(Excerpts from a point labeling dataset)
◆ ◆ ◆ ◆
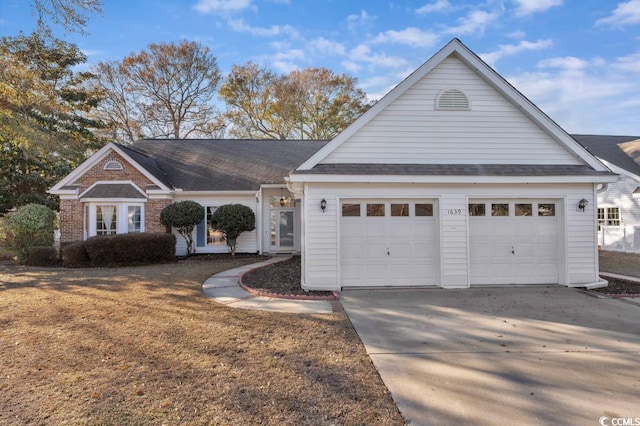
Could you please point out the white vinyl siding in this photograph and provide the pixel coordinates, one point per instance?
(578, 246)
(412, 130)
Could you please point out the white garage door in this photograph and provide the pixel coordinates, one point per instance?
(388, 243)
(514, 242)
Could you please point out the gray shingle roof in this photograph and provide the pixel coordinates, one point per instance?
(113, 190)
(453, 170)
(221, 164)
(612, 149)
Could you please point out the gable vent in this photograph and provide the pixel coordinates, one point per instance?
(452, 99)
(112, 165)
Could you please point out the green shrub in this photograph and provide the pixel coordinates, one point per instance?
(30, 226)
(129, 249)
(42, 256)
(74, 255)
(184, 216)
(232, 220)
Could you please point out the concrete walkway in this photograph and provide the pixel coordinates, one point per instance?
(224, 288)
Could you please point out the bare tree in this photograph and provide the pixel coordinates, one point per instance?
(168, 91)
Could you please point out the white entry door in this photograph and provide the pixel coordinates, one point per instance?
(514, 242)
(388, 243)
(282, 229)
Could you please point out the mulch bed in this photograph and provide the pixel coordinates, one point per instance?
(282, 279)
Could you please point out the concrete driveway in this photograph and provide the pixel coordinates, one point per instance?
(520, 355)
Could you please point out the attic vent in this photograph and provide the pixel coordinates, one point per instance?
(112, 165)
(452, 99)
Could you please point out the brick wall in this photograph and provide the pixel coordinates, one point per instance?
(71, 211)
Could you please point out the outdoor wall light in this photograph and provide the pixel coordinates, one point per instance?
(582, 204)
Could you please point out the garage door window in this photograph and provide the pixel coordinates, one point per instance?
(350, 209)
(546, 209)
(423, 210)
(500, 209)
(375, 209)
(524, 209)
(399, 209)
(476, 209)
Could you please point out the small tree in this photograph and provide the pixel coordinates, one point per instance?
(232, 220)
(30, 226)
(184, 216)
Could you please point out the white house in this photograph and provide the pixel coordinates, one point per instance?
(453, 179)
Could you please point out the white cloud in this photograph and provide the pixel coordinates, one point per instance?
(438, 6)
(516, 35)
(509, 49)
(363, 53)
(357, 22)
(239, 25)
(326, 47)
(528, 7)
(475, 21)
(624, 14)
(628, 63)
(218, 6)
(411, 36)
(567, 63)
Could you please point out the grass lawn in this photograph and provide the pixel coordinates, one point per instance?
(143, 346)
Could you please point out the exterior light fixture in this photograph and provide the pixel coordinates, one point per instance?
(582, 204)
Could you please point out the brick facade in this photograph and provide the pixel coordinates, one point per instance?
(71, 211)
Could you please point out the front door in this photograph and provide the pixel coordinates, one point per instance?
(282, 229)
◆ ◆ ◆ ◆
**THE REQUEST**
Rewrite the entries above with every "in this photograph" changed to "in this image" and all other text left as it is. Omit the pictures from your answer.

**REPLY**
Could you please point out the white vinyl siding in this image and provide the pixel coordinates, one point per instance?
(578, 246)
(412, 130)
Could you please point out the white garage door in this image and provide the pixel coordinates, one point per instance?
(388, 243)
(514, 242)
Could you please point out the gray shingle roof in this image and provide the pixel coordinates, one point per instance?
(113, 190)
(453, 170)
(221, 164)
(612, 149)
Could you please point out the gable vent in this image and provide the pixel coordinates, one point per instance?
(452, 99)
(112, 165)
Could you please point out the green shrub in this image and provide the pixel coordinates, one point per instance?
(30, 226)
(129, 249)
(42, 256)
(74, 255)
(184, 216)
(232, 220)
Could you please point out the concrete walkway in this image and provide the pixel coordinates, one point per instance?
(224, 288)
Could you please point out the bare tree in this image and provide the pixel coordinates, one point per instance?
(168, 91)
Could you please point out the white entry door in this image and provide the pixel coordinates, one point per instance?
(514, 242)
(388, 243)
(282, 229)
Could you please point out the mulch bed in this image and provide the pixel coordinates, one point per instance?
(282, 279)
Could you please point out the concrete driveway in this image and provide the pixel coordinates, one point per instance?
(520, 355)
Could you please point out the attic vent in this image and provide the pixel coordinates, one point per instance?
(112, 165)
(452, 99)
Could you please point out the brick wall in this image and provide the pixel coordinates, one point per instance?
(71, 211)
Could you please point out the outdoor wall light in this image and provide the pixel coordinates, one point per instance?
(582, 204)
Could you please point out the garage door window in this image and provide the pixel coordinates, one point per instance?
(350, 209)
(546, 209)
(423, 210)
(500, 209)
(375, 209)
(524, 209)
(399, 209)
(476, 209)
Could you please point out the small tree in this image and provide the pixel coordinates, one point per instance?
(232, 220)
(30, 226)
(184, 216)
Could you please point out the white house in this image and provide the pixel coordinates, one point per instance?
(453, 179)
Could you please point out the white cloud in this image and provide the pixel coordinates, one point per instance?
(438, 6)
(516, 35)
(509, 49)
(363, 53)
(357, 22)
(239, 25)
(326, 47)
(528, 7)
(475, 21)
(624, 14)
(628, 63)
(218, 6)
(411, 36)
(567, 63)
Could you please point out the grass lawn in this image and provide the pixel coordinates, one point per instance?
(143, 346)
Could you please point out the exterior light fixture in this image and provide the pixel coordinates, one point per instance?
(582, 204)
Could you please point out the brick facade in this image and provide the pixel coordinates, one point per instance?
(71, 211)
Could you please point out the front door in this image and provide the pixel coordinates, one point per instance?
(282, 229)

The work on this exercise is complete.